曹丕と楊修
こんにちは。
このところ、継続的に曹植の作品を読んでいて、
改めて、兄である曹丕のことが気にかかるようになりました。
二人の間柄についてはこれまでにも触れてきましたが、
本日は、曹丕と楊修との関わりを示す資料をひとつ記します。
そこに、曹丕が抱えていた悲しさの一端が垣間見えるように思うからです。
楊修は、曹植と肝胆相照らす仲でした。
それは、曹植の「与楊徳祖書」(『文選』巻42)と、
楊修の返書「答臨淄侯牋」(『文選』巻40)から端的に見て取れます。
では、楊修と曹丕との関係はどうだったのでしょうか。
楊修は当代きっての俊才でしたから、
曹丕以下、魏の公子たちは競って彼と交友関係を結ぼうとしました。
『魏志』巻19・陳思王植伝の裴松之注に引く魚豢『典略』は、
このことを記した上で、前掲の曹植・楊修の往復書簡を引用しています。
そして、曹植と楊修との親密さとこのことに起因する楊修の死、
曹操の崩御と曹丕の即位をひと連なりに記した後に、
次のような逸話を紹介しています。
初、修以所得王髦剣奉太子、太子常服之。
及即尊位、在洛陽、従容出宮、追思修之過薄也、撫其剣、駐車顧左右曰、
「此楊徳祖昔所説王髦剣也。髦今焉在。」及召見之、賜髦穀帛。
初め、修は得る所の王髦の剣を以て太子に奉じ、太子は常に之を服す。
尊位に即くに及びて、洛陽に在り、従容として宮を出で、
修の過薄なりしを追思するや、其の剣を撫し、車を駐めて左右を顧みて曰く、
「此れ楊徳祖の昔説く所の王髦の剣なり。髦は今焉(いづく)にか在る」と。
召して之に見ゆるに及び、髦に穀・帛を賜ふ。
楊修から贈られた王髦の剣を、いつも身に帯びていた太子時代の曹丕。
曹丕は楊修に強いあこがれの気持ちを持っていたはずですが、
楊修は、自分の方は見向きもせず、弟とばかり親密なやり取りを重ねていました。
そのことを踏まえると、曹丕のこの有様にはいじらしささえ感じます。
曹丕は即位してからも、その剣を肌身離さず持っていました。
彼は、自身に対して酷薄だった楊修のことを今もありありと覚えていて、
その上で、その剣の制作者でしょうか、王髦を召し出して褒美を賜っています。
この振る舞いには、何か根強いコンプレックスの影を感じます。
なお、このことを記す『典略』の撰者魚豢は、
三国魏の時代を生きた人であり、また信頼するに足る歴史家です。*
2021年9月6日
*こちらの学術論文№41をご参照いただければ幸いです。
= = = =
= 課題一覧 =
1. 本文によると、曹丕は王髦を召し出したとき、何を賜ったか。
2. 本文中の「楊修は、曹植と肝胆相照らす仲でした。」という一文を英語に訳せ。

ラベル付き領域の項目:
= = = =
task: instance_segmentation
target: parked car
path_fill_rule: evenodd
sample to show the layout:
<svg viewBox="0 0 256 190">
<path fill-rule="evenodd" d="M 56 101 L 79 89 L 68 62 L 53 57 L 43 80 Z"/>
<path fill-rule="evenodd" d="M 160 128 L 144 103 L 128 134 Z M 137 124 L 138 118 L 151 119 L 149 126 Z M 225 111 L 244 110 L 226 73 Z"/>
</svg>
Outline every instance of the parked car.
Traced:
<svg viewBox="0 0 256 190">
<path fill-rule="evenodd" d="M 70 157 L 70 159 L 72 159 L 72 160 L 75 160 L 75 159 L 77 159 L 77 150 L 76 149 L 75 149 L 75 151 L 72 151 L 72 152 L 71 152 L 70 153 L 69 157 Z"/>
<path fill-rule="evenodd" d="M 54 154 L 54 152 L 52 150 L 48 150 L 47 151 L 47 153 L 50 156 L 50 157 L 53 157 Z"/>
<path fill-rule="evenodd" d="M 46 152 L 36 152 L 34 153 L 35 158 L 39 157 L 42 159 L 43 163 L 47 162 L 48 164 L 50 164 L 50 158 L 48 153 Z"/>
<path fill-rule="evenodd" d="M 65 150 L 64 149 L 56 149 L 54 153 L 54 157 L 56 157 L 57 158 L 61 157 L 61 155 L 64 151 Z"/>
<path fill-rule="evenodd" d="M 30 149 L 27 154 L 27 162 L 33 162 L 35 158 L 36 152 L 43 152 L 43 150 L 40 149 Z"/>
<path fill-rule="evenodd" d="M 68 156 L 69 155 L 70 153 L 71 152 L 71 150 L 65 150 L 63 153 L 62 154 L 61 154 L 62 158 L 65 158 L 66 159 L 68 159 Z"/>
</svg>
= = = =
= 課題ごとの回答 =
1. 穀と帛。

2. Yang Xiu and Cao Zhi were intimate friends who opened their hearts completely to each other.